**Teks Bacaan:**
Menanam Maaf

Ada ucapan sederhana yang teramat dahsyat. Ia bisa menghancurleburkan gunung emosi. Ia juga mampu mencairkan kerasnya baja amarah. Dan, teramat cocok buat melunturkan noda-noda hasad. Ia cuma ucapan empat kata: “Maaf!”

Suasana hidup berkeluarga tak beda dengan pergaulan dalam masyarakat. Ada saatnya persentuhan melahirkan damai, tenang, membahagiakan. Tapi, ada saatnya menimbulkan gesekan. Terlebih ketika menyadari bahwa manusia tak mungkin luput dari salah dan khilaf. Siapa pun. Termasuk, suami, isteri, anak, bahkan mertua.

Masalahnya, tidak semua anggota rumah terlatih mengucapkan maaf. Karena ucapan yang terkesan sederhana ini tampaknya butuh kekuatan besar dalam jiwa. Perlu kerendahan hati untuk siap berbagi ego.

Seperti itulah yang dirasakan Bu Noni. Ibu satu anak ini kadang merasa bingung dengan suaminya. Ia heran, kenapa belum pernah terdengar ucapan maaf dari mulut suaminya. Walau sekali pun.

Padahal, hampir tiga tahun ia berumah tangga. Artinya, sudah lebih dari seribu hari ia hidup seatap dengan suaminya. Entah berapa jenis suka dan duka ia geluti bersama. Dan tentu saja, entah berapa kekhilafan yang pernah dilakukan antara ia dan suami. Atau, sebaliknya. Mulai dari hal-hal kecil seperti tak sengaja menyenggol vas bunga hingga pecah. Sampai, marah besar hanya karena persoalan anak-anak.

**Rincian Soal:** Bisakah Anda menyalin persis bagian bacaan tentang ucapan maaf di atas, dari "Seperti itulah yang" hingga "karena persoalan anak-anak.", termasuk kedua batas itu?

**Catatan Tersimpan:**

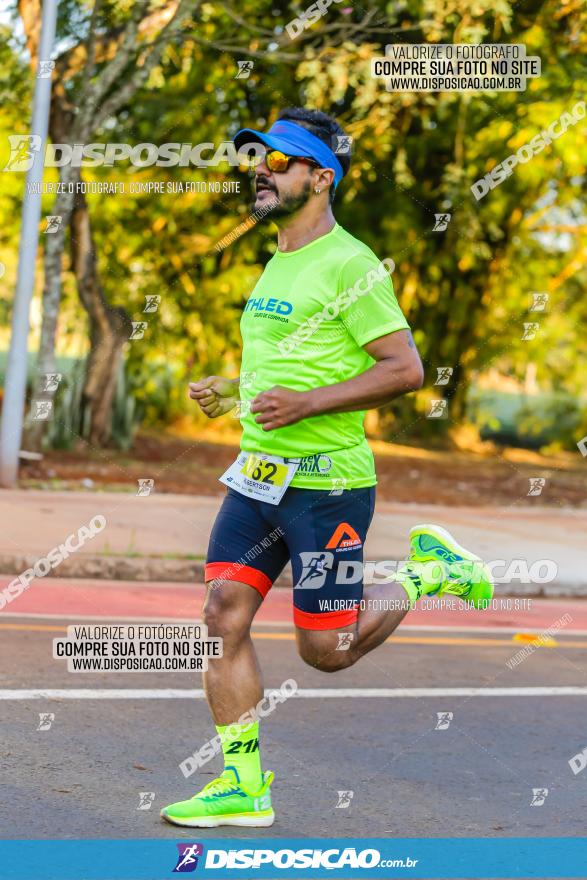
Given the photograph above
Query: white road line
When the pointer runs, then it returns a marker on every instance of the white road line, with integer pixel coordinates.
(308, 693)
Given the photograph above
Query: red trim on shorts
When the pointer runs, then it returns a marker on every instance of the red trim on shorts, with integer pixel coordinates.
(236, 571)
(325, 620)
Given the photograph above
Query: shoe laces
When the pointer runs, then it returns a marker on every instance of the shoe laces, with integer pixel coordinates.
(221, 785)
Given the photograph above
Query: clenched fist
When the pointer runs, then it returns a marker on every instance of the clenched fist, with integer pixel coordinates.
(216, 396)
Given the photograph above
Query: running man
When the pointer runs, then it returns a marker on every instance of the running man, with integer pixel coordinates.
(324, 340)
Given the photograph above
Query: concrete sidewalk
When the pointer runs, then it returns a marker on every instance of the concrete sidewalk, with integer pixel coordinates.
(164, 537)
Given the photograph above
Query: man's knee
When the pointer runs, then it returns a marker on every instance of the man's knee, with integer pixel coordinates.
(226, 612)
(322, 651)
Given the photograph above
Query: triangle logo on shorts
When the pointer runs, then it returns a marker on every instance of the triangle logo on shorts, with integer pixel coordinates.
(344, 537)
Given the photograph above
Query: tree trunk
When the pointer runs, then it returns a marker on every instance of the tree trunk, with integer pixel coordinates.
(110, 328)
(54, 245)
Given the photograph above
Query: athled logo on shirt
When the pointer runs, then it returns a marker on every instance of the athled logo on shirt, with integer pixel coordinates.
(268, 308)
(344, 538)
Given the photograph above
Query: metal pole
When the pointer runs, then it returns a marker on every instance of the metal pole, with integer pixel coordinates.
(16, 369)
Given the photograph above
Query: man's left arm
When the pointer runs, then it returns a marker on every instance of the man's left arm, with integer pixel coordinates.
(397, 370)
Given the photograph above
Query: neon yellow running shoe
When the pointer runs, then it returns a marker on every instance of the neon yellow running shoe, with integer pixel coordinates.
(224, 802)
(466, 576)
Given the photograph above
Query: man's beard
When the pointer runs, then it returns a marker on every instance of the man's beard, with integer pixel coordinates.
(287, 204)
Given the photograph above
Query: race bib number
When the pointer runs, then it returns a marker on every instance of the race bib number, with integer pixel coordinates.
(260, 476)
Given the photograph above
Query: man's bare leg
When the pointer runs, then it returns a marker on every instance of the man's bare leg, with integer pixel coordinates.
(375, 624)
(233, 683)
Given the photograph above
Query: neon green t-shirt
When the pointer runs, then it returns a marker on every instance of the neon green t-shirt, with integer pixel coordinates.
(303, 327)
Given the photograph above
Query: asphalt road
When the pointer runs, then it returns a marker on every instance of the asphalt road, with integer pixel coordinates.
(82, 777)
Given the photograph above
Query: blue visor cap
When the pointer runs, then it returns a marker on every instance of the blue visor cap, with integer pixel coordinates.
(293, 140)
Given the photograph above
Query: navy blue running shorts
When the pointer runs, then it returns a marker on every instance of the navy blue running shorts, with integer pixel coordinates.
(322, 535)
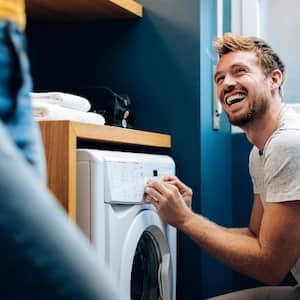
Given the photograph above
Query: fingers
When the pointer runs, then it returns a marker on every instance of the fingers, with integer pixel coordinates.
(175, 181)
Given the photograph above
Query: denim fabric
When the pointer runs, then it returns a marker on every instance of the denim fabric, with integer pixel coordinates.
(15, 105)
(42, 254)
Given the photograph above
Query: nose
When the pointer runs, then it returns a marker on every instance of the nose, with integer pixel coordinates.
(228, 83)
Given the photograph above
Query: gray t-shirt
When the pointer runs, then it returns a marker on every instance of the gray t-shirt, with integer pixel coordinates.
(275, 173)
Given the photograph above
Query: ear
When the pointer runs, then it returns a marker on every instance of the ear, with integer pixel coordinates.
(276, 79)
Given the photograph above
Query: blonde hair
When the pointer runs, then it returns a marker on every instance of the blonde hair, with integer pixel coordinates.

**Jawaban Lengkap:**
Seperti itulah yang dirasakan Bu Noni. Ibu satu anak ini kadang merasa bingung dengan suaminya. Ia heran, kenapa belum pernah terdengar ucapan maaf dari mulut suaminya. Walau sekali pun.

Padahal, hampir tiga tahun ia berumah tangga. Artinya, sudah lebih dari seribu hari ia hidup seatap dengan suaminya. Entah berapa jenis suka dan duka ia geluti bersama. Dan tentu saja, entah berapa kekhilafan yang pernah dilakukan antara ia dan suami. Atau, sebaliknya. Mulai dari hal-hal kecil seperti tak sengaja menyenggol vas bunga hingga pecah. Sampai, marah besar hanya karena persoalan anak-anak.